An exact copy of every entry is what's needed, so please transcribe them all.

(Provided data begins)

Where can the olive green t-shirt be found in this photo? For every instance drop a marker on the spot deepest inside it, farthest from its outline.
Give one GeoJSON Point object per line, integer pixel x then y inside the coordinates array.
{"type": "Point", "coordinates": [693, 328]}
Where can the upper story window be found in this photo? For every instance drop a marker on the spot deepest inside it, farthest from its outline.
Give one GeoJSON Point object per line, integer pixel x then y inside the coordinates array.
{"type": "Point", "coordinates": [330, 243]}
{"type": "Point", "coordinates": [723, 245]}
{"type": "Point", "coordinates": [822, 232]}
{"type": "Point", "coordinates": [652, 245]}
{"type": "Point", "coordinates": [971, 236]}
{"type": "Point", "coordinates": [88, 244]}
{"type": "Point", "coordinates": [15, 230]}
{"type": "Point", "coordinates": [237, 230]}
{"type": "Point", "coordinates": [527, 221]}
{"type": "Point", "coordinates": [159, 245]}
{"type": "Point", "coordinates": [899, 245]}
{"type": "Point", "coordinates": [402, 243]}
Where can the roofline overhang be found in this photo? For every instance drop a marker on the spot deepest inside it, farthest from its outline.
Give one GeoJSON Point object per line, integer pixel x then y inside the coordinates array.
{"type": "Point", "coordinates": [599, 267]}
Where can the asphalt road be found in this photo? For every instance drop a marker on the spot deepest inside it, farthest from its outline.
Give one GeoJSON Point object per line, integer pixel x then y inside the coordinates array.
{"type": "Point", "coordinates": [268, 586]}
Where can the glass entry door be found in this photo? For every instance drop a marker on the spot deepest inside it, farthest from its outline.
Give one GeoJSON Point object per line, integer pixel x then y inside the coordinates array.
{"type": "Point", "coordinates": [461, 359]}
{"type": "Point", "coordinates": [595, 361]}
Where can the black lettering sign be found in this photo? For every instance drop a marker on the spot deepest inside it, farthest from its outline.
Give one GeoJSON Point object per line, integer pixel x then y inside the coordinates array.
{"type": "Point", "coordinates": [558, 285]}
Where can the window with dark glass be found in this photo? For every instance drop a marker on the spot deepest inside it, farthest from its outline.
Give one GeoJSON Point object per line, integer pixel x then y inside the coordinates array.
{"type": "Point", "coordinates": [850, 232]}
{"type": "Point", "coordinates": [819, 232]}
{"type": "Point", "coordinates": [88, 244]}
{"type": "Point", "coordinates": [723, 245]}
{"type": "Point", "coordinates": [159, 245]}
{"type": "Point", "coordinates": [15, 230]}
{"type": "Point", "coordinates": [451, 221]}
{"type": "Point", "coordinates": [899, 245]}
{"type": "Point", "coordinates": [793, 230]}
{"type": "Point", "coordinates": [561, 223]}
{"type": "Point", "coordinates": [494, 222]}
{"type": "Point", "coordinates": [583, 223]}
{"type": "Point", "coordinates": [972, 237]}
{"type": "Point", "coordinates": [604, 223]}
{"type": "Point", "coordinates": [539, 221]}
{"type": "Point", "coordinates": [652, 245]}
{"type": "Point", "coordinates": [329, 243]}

(Provided data ends)

#### Your response
Where can the olive green t-shirt be found in this photo? For every instance drop a marker on the spot deepest inside it, farthest from its outline.
Give one GeoJSON Point object per line, integer pixel x then y inside the coordinates array.
{"type": "Point", "coordinates": [693, 328]}
Where can the upper story window be found in this photo? For every instance drop a marker on the spot deepest inside it, farthest from its outline.
Give one GeoJSON Point object per line, integer pixel x then y inside the coordinates array.
{"type": "Point", "coordinates": [330, 243]}
{"type": "Point", "coordinates": [723, 245]}
{"type": "Point", "coordinates": [822, 232]}
{"type": "Point", "coordinates": [652, 245]}
{"type": "Point", "coordinates": [971, 236]}
{"type": "Point", "coordinates": [88, 244]}
{"type": "Point", "coordinates": [15, 230]}
{"type": "Point", "coordinates": [237, 230]}
{"type": "Point", "coordinates": [527, 221]}
{"type": "Point", "coordinates": [159, 245]}
{"type": "Point", "coordinates": [899, 245]}
{"type": "Point", "coordinates": [402, 243]}
Where can the roofline overhang be found in this photo? For every instance drop a marker on the spot deepest inside it, farthest from its outline.
Give one GeoJSON Point object per line, integer pixel x then y inside the coordinates array.
{"type": "Point", "coordinates": [599, 267]}
Where can the asphalt road be found in this photo? For every instance drop a marker on the spot deepest inside it, farthest from its outline.
Give one GeoJSON Point object per line, integer pixel x then y inside the coordinates array.
{"type": "Point", "coordinates": [268, 586]}
Where can the glass entry door be found in this photo? For every instance drop a marker on the spot deepest inside it, farthest from its outline.
Give one GeoJSON Point object per line, integer pixel x then y inside the coordinates array.
{"type": "Point", "coordinates": [461, 359]}
{"type": "Point", "coordinates": [595, 361]}
Where can the black lettering sign be found in this photo? For every instance drop a marker on the spot deepest inside it, farthest from its outline.
Give one GeoJSON Point object per line, integer pixel x then y inside the coordinates array.
{"type": "Point", "coordinates": [558, 285]}
Where can the window with dark glass be found in this photo? For every instance drop a marker on the spot deepest inside it, farthest from its outline.
Give one GeoJSON Point object per line, integer pixel x then y inside the coordinates array.
{"type": "Point", "coordinates": [850, 232]}
{"type": "Point", "coordinates": [819, 232]}
{"type": "Point", "coordinates": [88, 244]}
{"type": "Point", "coordinates": [723, 245]}
{"type": "Point", "coordinates": [159, 245]}
{"type": "Point", "coordinates": [15, 230]}
{"type": "Point", "coordinates": [451, 221]}
{"type": "Point", "coordinates": [899, 245]}
{"type": "Point", "coordinates": [793, 230]}
{"type": "Point", "coordinates": [561, 223]}
{"type": "Point", "coordinates": [494, 222]}
{"type": "Point", "coordinates": [583, 223]}
{"type": "Point", "coordinates": [972, 237]}
{"type": "Point", "coordinates": [604, 223]}
{"type": "Point", "coordinates": [539, 221]}
{"type": "Point", "coordinates": [652, 245]}
{"type": "Point", "coordinates": [329, 243]}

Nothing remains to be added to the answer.